Provided data:
---

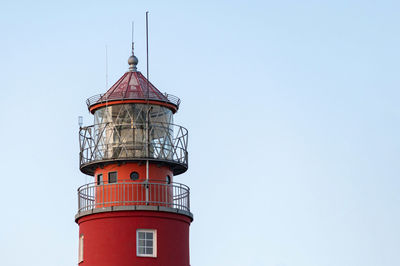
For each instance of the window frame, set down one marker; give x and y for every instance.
(116, 177)
(99, 179)
(154, 231)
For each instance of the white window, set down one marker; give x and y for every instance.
(80, 253)
(146, 243)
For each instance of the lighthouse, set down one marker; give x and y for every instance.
(133, 212)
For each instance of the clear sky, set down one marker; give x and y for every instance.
(291, 106)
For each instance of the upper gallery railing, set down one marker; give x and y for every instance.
(133, 141)
(133, 193)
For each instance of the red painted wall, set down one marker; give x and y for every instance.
(110, 238)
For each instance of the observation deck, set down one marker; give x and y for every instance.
(134, 195)
(109, 142)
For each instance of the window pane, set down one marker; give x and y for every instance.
(141, 251)
(149, 243)
(149, 251)
(112, 177)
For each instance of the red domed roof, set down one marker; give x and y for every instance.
(133, 86)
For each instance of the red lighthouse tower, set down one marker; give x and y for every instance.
(133, 213)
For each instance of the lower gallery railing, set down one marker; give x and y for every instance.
(130, 193)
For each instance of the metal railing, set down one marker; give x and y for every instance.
(110, 141)
(133, 193)
(167, 98)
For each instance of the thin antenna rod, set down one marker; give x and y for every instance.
(106, 68)
(147, 48)
(133, 31)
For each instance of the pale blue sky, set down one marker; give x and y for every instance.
(292, 112)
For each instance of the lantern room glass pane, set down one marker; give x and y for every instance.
(133, 131)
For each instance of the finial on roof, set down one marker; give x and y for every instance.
(133, 61)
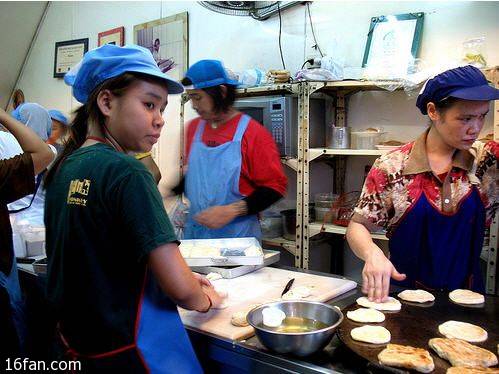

---

What the exercise asks:
Each line from the one with "For each instance of the finial" through the final line of the records must be copied exactly, with no pictures and no additional lines.

Answer for the task:
For each instance of the finial on roof, set down one marker; give x and y for every instance.
(133, 61)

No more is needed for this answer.